> [Kutipan Dokumen]:
Senin, 27 Juli 2015

Pelopor Active Learning – Belajar Sejarah- Muhammad Natsir

Pada suatu hari, penulis ingin membaca koleksi buku-buku lama, pilihan tangan menyentuh suatu buku tua, yaitu “ Muhammad Natsir – 70 tahun, Kenang-Kenangan Kehidupan dan Perjuangan”, Penerbit Pustaka Antara Jakarta, Cetakan pertama tahun 1978. Umur buku ini hampir sama dengan umur penulis (uhuk :D). Jujur, penulis kagum dengan kisah hidup Pak Natsir yang pemikiran, perjuangannya, kesederhanaan, keteguhan prinsipnya  sangat menginspirasi, tapi untuk membaca buku ini secara perlahan dan detail belum nemu waktunya, nah...sepertinya sekarang adalah waktu yang tepat untuk menuliskannya...#hloh?

Penulis hanya akan menulis sedikiittt dari bagian buku ini, ya..selain untuk pembelajaran bagi penulis sendiri, juga bagian ini mencuri hati penulis...bikin my heart melted gituh ^_^, yaitu mengenai upaya pendidikan dalam rangka mencerdaskan anak bangsa yang dirintis oleh Pak Natsir, dan membayangkan saat itu, saat zaman Pak Natsir sekitar tahun 1930-an daaannnn...saat ini, let’s say 2000-an deh!

Allright, let’s start from kisah kegalauan salah satu Bapak bangsa kita... baca Bismillah dulu yukkks ;)

Mulai dari Bapak Natsir yang dilanda galau karena teramat sering menjumpai persoalan agama versus politik.  Masa itu, gerakan kebangsaan yang dipelopori Soekarno dan teman-temannya mengandung bibit-bibit kebencian dan memandang enteng kepada Islam. Meskipun menentang penjajahan,  tidak hanya partai PNI dengan Soekarno saja, terdapat partai lain, yaitu PSII yang lebih tua 15 tahun umurnya dari PNI – pimpinan Haji Agus Salim dan Haji Umar Said Cokroaminoto. Kemudian Natsir bergabung ke dalam PSII secara totalitas untuk melawan partai politik yang tidak berdasarkan cita-cita Islam, malah memaki-maki Islam.  Pada masa ini, lahirlah tulisan Natsir  tentang Islam dan kebangsaan melalui majalah “Pembela Islam” ataupun buku-buku yang ditulisnya dalam bahasa Belanda. Kebayang ya...begitu sesak “suasana kebatinan” Pak Natsir pada saat ini. Kalau sudah ada medsos, sepertinya Pak Natsir akan memiliki banyak followers :D

Dari keadaan tersebut, Pak Natsir menyimpulkan bahwa mengapa ada kelompok-kelompok  yang mengejek dan menentang Islam? Jawabannya karena pendidikan mereka sedari kecil, dan pergaulan mereka dalam masyarakat yang kebarat-baratan (sekarang juga gitu sih Pak...tulisan ini juga kebarat-baratan hehe). Sehingga Natsir berpikir, yang sudah tua, biarlah begitu, yang penting adalah generasi yang seumuran dengannya dan generasi yang akan datang agar tidak  begitu “buta” lagi selaku ummat Islam dan yang mengaku jadi ummat Islam. Zaman itu belum terlalu banyak sumber-sumber ilmu dan bacaan tentang agama, sedangkan sekarang? Tak ada alasan illiterate agama, asal ada kemauan saja untuk mempelajari agama yang diyakininya agar menjadi insan yang lebih baik, where there’s a will, there’s smith, oups!! Sorry there’s a way ;)

> [Entri Hasil Ekstraksi]:
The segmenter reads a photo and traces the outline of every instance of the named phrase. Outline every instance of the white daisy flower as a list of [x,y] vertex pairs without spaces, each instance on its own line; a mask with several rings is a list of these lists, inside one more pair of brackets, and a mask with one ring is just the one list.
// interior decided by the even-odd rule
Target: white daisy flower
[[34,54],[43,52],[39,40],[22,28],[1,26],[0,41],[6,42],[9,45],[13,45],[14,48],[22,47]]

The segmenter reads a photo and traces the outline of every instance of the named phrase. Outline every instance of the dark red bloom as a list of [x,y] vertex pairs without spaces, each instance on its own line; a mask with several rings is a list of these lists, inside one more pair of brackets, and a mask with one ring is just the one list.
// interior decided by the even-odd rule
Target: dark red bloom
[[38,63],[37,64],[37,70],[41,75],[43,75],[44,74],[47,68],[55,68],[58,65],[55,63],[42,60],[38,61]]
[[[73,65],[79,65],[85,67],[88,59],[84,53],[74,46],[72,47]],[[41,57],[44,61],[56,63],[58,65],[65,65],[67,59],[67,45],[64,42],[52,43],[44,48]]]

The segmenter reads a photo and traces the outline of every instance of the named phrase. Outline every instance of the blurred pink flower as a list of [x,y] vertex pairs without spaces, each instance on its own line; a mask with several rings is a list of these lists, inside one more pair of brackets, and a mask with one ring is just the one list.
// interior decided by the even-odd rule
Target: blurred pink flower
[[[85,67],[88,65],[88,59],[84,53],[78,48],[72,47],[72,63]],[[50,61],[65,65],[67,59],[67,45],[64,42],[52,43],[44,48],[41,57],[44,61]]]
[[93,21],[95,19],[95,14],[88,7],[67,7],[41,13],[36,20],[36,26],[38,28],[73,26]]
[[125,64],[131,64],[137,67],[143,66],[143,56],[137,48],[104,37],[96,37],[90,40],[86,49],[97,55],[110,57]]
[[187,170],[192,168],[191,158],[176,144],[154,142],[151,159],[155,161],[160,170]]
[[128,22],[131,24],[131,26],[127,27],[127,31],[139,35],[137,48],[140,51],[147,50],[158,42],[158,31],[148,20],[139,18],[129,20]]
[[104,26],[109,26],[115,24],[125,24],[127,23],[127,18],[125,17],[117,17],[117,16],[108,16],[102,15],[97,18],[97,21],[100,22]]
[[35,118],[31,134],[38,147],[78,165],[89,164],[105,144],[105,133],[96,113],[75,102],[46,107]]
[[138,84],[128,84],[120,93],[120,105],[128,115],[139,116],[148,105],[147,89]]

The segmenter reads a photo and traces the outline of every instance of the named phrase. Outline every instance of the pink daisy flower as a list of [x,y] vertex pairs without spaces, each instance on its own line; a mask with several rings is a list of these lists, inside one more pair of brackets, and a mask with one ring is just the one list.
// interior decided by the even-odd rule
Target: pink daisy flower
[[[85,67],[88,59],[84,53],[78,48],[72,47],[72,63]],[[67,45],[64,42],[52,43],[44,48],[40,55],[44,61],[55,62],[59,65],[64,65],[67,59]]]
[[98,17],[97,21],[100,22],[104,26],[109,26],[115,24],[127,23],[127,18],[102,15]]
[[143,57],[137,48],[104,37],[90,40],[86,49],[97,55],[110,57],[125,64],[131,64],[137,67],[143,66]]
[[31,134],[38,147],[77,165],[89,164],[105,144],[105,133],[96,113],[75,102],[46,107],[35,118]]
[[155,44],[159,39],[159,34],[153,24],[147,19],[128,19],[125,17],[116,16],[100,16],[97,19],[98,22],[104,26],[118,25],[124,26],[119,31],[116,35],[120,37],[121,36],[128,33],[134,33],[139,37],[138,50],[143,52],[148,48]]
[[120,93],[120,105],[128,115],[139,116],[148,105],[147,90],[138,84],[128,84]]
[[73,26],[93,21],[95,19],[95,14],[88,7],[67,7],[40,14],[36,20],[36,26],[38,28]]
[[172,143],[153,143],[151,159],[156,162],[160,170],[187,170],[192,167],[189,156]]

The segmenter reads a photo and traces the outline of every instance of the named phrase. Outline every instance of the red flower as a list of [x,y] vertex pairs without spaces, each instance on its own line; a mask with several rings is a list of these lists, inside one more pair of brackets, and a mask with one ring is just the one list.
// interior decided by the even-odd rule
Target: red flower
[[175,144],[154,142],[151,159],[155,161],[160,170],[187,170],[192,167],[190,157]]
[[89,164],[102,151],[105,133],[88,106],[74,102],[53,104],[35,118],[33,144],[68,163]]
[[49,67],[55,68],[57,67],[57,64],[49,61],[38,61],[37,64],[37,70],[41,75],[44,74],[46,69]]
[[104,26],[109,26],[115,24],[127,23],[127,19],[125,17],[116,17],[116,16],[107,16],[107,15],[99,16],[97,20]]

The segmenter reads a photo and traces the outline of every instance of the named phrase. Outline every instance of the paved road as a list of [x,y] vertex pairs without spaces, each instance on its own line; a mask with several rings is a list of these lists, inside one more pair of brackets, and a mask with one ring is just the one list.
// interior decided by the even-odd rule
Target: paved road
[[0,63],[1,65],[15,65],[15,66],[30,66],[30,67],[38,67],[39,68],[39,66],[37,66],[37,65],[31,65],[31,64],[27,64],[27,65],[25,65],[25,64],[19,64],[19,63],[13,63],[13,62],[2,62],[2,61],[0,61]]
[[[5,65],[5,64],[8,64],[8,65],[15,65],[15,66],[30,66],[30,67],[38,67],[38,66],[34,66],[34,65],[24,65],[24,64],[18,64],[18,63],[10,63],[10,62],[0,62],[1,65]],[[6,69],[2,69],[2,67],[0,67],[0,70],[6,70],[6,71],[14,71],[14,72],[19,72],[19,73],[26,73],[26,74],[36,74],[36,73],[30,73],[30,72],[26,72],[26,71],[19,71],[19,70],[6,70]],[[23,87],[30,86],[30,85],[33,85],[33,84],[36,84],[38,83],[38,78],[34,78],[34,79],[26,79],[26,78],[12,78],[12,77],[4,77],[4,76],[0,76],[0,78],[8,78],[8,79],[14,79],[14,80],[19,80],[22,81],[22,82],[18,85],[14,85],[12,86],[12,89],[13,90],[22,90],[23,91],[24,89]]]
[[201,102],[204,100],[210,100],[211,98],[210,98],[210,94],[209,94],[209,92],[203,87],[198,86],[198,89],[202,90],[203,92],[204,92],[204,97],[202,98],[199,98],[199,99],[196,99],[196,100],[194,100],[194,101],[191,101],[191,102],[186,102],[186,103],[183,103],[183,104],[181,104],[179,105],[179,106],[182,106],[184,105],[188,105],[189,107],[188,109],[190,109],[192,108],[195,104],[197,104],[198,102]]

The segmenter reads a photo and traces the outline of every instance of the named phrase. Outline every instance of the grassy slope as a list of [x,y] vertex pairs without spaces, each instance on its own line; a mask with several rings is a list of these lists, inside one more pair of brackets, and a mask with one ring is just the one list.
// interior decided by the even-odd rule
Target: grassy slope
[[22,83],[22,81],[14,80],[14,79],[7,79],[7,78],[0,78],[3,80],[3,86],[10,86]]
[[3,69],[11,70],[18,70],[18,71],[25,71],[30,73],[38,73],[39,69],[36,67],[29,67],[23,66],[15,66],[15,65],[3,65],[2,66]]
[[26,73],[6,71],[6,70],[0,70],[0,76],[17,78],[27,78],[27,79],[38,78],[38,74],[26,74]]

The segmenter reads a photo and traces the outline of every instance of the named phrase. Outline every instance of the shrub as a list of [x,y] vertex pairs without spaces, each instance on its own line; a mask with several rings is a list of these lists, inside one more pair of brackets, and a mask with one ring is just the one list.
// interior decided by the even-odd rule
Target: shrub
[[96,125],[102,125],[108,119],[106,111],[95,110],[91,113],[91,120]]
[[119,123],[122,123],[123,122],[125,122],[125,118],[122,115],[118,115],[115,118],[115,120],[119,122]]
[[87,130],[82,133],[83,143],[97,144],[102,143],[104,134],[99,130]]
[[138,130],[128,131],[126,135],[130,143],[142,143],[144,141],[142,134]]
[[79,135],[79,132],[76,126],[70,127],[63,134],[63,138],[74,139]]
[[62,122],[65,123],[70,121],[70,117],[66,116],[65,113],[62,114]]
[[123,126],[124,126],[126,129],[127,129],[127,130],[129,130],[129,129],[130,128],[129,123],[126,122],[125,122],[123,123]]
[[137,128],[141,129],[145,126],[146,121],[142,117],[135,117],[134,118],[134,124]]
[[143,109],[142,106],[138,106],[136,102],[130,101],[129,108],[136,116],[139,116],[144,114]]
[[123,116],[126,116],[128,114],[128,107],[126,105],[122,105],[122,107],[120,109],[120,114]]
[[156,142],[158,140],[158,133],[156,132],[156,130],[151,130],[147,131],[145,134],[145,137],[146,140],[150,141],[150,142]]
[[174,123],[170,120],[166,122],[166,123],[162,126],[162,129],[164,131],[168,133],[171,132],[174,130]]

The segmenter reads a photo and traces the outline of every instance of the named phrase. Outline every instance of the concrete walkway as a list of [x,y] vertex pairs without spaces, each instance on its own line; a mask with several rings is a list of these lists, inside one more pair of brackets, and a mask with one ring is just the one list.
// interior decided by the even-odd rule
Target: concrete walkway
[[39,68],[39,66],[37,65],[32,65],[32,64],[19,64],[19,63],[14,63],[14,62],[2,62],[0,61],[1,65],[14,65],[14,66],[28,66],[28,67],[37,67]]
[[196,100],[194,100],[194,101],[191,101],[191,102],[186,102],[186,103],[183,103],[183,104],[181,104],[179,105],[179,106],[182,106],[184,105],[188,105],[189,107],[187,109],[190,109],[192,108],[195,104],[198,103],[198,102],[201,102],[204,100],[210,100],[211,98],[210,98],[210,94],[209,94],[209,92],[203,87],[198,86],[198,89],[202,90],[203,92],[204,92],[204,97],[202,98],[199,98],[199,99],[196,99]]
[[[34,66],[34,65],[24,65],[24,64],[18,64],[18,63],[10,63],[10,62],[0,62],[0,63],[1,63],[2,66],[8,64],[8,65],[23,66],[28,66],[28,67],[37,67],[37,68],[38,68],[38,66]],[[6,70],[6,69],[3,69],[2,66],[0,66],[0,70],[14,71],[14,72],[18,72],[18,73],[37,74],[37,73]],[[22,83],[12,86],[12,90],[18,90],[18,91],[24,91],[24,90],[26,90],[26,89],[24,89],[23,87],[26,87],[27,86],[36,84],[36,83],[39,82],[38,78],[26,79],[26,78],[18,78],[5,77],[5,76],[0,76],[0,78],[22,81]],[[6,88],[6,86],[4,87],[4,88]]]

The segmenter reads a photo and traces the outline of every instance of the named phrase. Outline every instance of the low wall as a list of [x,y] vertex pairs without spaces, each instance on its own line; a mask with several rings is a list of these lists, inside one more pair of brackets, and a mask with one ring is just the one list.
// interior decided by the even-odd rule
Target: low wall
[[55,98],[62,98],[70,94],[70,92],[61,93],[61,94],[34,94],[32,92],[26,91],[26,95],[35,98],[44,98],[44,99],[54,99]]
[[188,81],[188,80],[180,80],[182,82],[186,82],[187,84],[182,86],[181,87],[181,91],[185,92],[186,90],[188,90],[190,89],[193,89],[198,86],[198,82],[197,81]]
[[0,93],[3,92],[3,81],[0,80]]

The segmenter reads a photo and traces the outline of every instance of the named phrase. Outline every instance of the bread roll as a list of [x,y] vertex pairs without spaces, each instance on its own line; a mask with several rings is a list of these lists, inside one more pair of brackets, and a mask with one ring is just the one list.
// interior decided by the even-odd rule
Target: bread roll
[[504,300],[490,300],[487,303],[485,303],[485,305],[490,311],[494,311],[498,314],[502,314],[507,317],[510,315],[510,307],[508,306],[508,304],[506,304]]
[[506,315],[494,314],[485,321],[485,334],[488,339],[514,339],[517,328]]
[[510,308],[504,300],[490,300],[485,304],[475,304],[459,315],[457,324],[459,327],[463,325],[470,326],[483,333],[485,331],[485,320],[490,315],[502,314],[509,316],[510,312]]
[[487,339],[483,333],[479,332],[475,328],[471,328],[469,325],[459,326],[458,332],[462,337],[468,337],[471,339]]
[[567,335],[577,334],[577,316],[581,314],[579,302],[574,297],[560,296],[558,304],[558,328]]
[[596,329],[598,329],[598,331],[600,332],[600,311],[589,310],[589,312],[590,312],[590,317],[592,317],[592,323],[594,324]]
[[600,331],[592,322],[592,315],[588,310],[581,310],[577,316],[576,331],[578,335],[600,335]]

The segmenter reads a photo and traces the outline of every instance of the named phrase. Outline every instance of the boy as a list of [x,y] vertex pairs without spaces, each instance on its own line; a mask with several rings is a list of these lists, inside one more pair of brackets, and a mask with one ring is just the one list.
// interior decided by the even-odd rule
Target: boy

> [Daftar Tugas]:
a - Salinlah tanpa perubahan seluruh bagian tulisan tentang Muhammad Natsir, mulai dari "Pada suatu hari, penulis" sampai ke "tepat untuk menuliskannya...#hloh?".
b - Menurut tulisan tentang Muhammad Natsir, partai apa yang umurnya 15 tahun lebih tua daripada PNI?
c - Lanjutkan tulisan tentang Muhammad Natsir dari kalimat terakhir yang tercantum.

> [Daftar Jawaban]:
a -
Pada suatu hari, penulis ingin membaca koleksi buku-buku lama, pilihan tangan menyentuh suatu buku tua, yaitu “ Muhammad Natsir – 70 tahun, Kenang-Kenangan Kehidupan dan Perjuangan”, Penerbit Pustaka Antara Jakarta, Cetakan pertama tahun 1978. Umur buku ini hampir sama dengan umur penulis (uhuk :D). Jujur, penulis kagum dengan kisah hidup Pak Natsir yang pemikiran, perjuangannya, kesederhanaan, keteguhan prinsipnya  sangat menginspirasi, tapi untuk membaca buku ini secara perlahan dan detail belum nemu waktunya, nah...sepertinya sekarang adalah waktu yang tepat untuk menuliskannya...#hloh?

b - PSII, yang dipimpin Haji Agus Salim dan Haji Umar Said Cokroaminoto.

c -
Dengan pemikiran tersebut, Pak Natsir berhasrat MENGUBAH sistem pendidikan dan pengajaran.  Melihat hasil pendidikan dari Pesantren dan Madrasah yang meluluskan siswa-siswa yang mengerti agama, namun buta akan perkembangan dunia, padahal Islam mendorong  kepada kemajuan dunia dan akhirat kan? Sedangkan pendidikan ala Barat yang diberikan oleh penjajahan Belanda saat itu, hanya mengisi otak saja, jiwanya kosong! Nah...ada kepincangan dari kedua sistem pendidikan tersebut. Setelah melalui proses perenungan dan diskusi panjang bersama teman-teman seperjuangannya, diambil keputusan untuk mendirikan suatu Taman Pendidikan Islam yang diperuntukkan untuk putera-puteri Islam.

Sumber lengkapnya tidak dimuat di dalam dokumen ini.